● Extracted text
■ ■ ■ ■
Sunday, November 20, 2005

Former Senator Bob Graham Weighs In

In the administration's scheme to cover-up their cherry picking of the pre-war intelligence, one tactic (of many) has been grating on the nerves of knowledgeable people.

This is the "everyone saw the same intelligence" lie. The Bush apologists claim that Senators, Congressmen, even foreign intelligence agencies all had access to the same reports and concluded that Saddam had WMDs. In "The Elephant In The Room", I mentioned how several of our allies had better intelligence about Iraq than the U.S. and provided no proof of any ongoing WMD programs.

Today former Sen. Bob Graham (D-FL), finishes demolishing the "everyone saw the same intelligence" fiction.

Graham details in an op-ed piece in the Washington Post how, as the former chairman of the Senate Select Committee on Intelligence, he saw reports that were not as clearly incriminating against Saddam as the administration was portraying publicly.
■ ■ ■ ■
● What to do
Carry the post about Bob Graham's op-ed forward from its last sentence. The entries after this come from a different source than the post about Bob Graham's op-ed.

● Dataset content
■ ■ ■ ■
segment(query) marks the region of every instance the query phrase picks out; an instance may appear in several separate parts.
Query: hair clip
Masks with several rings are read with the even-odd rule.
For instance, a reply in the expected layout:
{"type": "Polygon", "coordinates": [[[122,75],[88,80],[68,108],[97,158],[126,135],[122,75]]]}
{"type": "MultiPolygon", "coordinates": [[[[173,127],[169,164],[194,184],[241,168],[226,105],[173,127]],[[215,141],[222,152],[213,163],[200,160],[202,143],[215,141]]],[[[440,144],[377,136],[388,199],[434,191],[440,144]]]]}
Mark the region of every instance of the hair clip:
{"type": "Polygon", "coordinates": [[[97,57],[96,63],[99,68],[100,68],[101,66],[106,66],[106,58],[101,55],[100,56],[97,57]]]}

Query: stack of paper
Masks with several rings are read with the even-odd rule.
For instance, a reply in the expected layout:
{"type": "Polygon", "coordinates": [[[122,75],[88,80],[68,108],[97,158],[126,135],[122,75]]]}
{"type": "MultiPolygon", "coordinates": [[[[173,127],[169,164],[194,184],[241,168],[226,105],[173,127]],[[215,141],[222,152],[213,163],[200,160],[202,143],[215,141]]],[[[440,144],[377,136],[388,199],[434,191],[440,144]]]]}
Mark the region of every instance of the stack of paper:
■ ■ ■ ■
● Written answer
During Bush's stampede towards war, Graham makes known that the CIA had not even produced a National Intelligence Estimate (NIE) until Graham instructed them to do so. This is shocking on the face of it. NIEs are the basic intelligence community product, their stock in trade. NIEs are classified reports produced on every conceivable subject that may be viewed as a threat to U.S. national security; such as epidemic diseases (West Nile Virus was one example), international drug cartels, weapons proliferation, political developments in various countries, etc.

DCI Tenet hastily threw together the Iraq weapons NIE in three weeks (they typically take several months). There were numerous dissents from community members about the existence of various weapons programs. Dissents are usually included in NIEs as footnotes indicating which agency was disputing which assertions, this is a common occurrence.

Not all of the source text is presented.